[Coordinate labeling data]
------------------------------------------------

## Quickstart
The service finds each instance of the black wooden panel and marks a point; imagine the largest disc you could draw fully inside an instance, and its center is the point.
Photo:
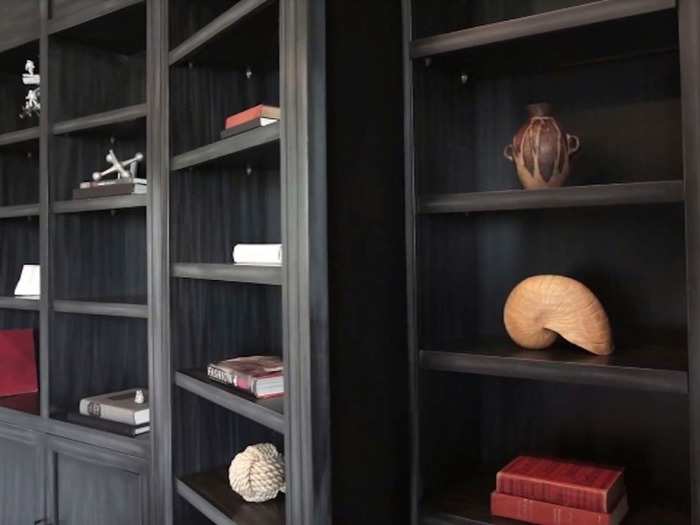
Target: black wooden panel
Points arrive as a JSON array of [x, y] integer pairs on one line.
[[19, 245], [19, 22], [218, 208], [94, 355], [101, 257], [626, 113], [21, 486], [88, 80]]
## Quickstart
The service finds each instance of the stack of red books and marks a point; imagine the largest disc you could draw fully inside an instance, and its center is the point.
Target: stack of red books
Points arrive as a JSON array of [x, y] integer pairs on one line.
[[555, 492]]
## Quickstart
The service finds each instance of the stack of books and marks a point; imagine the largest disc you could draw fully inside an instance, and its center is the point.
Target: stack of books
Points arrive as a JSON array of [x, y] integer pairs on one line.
[[125, 412], [555, 492], [259, 375]]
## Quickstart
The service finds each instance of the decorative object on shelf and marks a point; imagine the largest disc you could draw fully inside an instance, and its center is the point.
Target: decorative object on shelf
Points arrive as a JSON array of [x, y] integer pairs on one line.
[[125, 181], [32, 103], [122, 406], [258, 254], [18, 370], [541, 150], [257, 473], [29, 283], [543, 307], [255, 117], [260, 375], [549, 491]]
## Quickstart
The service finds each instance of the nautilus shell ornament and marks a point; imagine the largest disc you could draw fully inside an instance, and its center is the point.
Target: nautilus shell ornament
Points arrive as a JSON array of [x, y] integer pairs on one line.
[[543, 307]]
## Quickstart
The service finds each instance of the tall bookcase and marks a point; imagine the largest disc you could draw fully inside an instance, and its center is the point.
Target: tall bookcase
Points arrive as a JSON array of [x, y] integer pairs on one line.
[[623, 75], [140, 290]]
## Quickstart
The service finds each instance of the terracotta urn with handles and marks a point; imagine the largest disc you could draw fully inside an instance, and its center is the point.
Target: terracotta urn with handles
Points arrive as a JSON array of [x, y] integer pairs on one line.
[[541, 150]]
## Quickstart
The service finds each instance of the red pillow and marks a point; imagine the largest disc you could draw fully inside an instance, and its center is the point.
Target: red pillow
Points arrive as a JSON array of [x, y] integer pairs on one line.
[[17, 363]]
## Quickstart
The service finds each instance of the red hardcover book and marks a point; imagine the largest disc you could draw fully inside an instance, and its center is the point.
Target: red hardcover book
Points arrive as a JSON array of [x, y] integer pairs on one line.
[[255, 113], [568, 483], [543, 513], [17, 363]]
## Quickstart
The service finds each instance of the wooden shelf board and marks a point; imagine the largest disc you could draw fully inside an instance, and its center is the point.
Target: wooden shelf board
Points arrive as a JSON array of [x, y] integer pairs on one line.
[[101, 204], [567, 197], [560, 19], [22, 210], [642, 368], [110, 309], [468, 503], [22, 136], [271, 275], [267, 412], [211, 495], [227, 147], [118, 122], [136, 446], [215, 28], [17, 303]]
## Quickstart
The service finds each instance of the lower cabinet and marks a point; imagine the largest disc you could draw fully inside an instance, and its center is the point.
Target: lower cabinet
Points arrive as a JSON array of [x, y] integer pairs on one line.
[[89, 486], [21, 476]]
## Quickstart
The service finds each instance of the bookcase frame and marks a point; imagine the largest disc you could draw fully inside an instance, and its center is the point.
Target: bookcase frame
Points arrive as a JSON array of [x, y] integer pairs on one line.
[[501, 368]]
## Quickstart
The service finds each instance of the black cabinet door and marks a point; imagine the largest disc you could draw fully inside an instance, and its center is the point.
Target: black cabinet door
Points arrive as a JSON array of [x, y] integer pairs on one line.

------------------------------------------------

* _Aim of the task_
Set out all of the data above as a numbered list, one line per item, skipping blank lines. Leave the pictures out of your answer.

* _Answer to this task_
1. ## Quickstart
2. The service finds each instance of the black wooden panel and marks a point; imagine the largest disc you could draw fully inside an instance, and its center is the point.
3. Photo:
4. Target: black wooden panel
5. Points arrive as a JSON array of [x, y] integer pairs on one line.
6. [[19, 245], [19, 22], [218, 208], [94, 355], [101, 257], [626, 113], [21, 486], [88, 80]]
7. ## Quickstart
8. The service finds each instance of the stack of red books and marks a point; imagine the largest disc you could draw fully inside an instance, and its center is the point.
9. Target: stack of red books
10. Points arrive as a JSON array of [x, y] integer pairs on one line.
11. [[555, 492]]
12. ## Quickstart
13. The service finds each instance of the stack of books and marks a point; imagine the largest disc you could draw fully inside an instance, and its center is the point.
14. Target: stack of books
15. Points arrive as a JSON array of [x, y] integer pairs on one line.
16. [[125, 412], [555, 492], [259, 375]]
17. ## Quickstart
18. The service finds each instance of the decorative object on shelf and marks a point; imagine the largest disc you could draw fully inside an instance, and its center is the point.
19. Target: decorative object on shelf
20. Points arrive as a JSON array of [x, y] integer pairs on one line.
21. [[125, 181], [32, 103], [122, 406], [258, 254], [18, 370], [541, 150], [257, 473], [29, 283], [543, 307], [255, 117], [260, 375], [549, 491]]
22. ## Quickstart
23. The service finds each instance of the nautilus shell ornament and marks a point; imagine the largest disc you could draw fully inside an instance, and its center is the point.
24. Target: nautilus shell ornament
25. Points arrive as a JSON array of [x, y] integer pairs on one line.
26. [[543, 307]]
27. ## Quickstart
28. The service finds each instance of the tall bookcase and marks a point; imagine the largest disc you could draw fully inside an instance, and its center is the point.
29. Target: tall bookcase
30. Points arrive as a JSON array of [x, y] integer pairs on one line.
31. [[623, 75], [140, 290]]
32. ## Quickstart
33. The service finds each instance of the terracotta urn with handles and marks a point; imagine the largest disc you could draw fully inside an instance, and its center is the point.
34. Target: terracotta urn with handles
35. Points arrive as a JSON array of [x, y] integer pairs on one line.
36. [[541, 150]]
37. ## Quickstart
38. The service finds each instance of the red pillow and marks a point; imagine the largest disc you could draw fully inside an instance, and its center is the point.
39. Target: red pillow
40. Points arrive as a JSON array of [x, y] integer pairs on one line.
41. [[17, 363]]
42. ## Quickstart
43. The service finds each instance of the red hardcover book and marks a point; imagine the largest disc you could draw fully inside an instance, and its center is the point.
44. Target: red hardcover book
45. Points arrive as a JSON array of [x, y] integer pairs on one line.
46. [[255, 113], [568, 483], [543, 513], [17, 363]]
47. ## Quickstart
48. The service finds each instance of the wooden shelf board and marks a point; imagine the largest disc you could draw fully inside an instance, and its center is the point.
49. Target: wooden shelf board
50. Points arrive as a JSON array of [x, y] integer pairs on one line.
51. [[101, 204], [567, 197], [560, 19], [22, 210], [642, 368], [110, 309], [468, 503], [22, 136], [271, 275], [267, 412], [211, 495], [227, 147], [118, 122], [136, 446], [215, 28], [17, 303]]
52. ## Quickstart
53. The service finds each instance of the lower cabinet and marks a point; imagine the largest disc you could draw fully inside an instance, and its center is the point.
54. Target: lower cabinet
55. Points arrive as a JSON array of [x, y] integer pairs on one line.
56. [[89, 486], [21, 476]]
57. ## Quickstart
58. The service finds each instance of the bookcase frame and marks a point; imagine the largest disc you could draw fully inside an instance, and its center is the point.
59. Target: bookcase frame
60. Points arrive as a JSON array of [x, y] integer pairs on one line.
61. [[501, 368]]
62. ## Quickstart
63. The service finds each instance of the black cabinet door and marks a point; imagine the largest disc you could draw fully inside an instance, and its center is the point.
64. Target: black cabinet door
65. Points arrive as a JSON array of [x, y] integer pairs on one line.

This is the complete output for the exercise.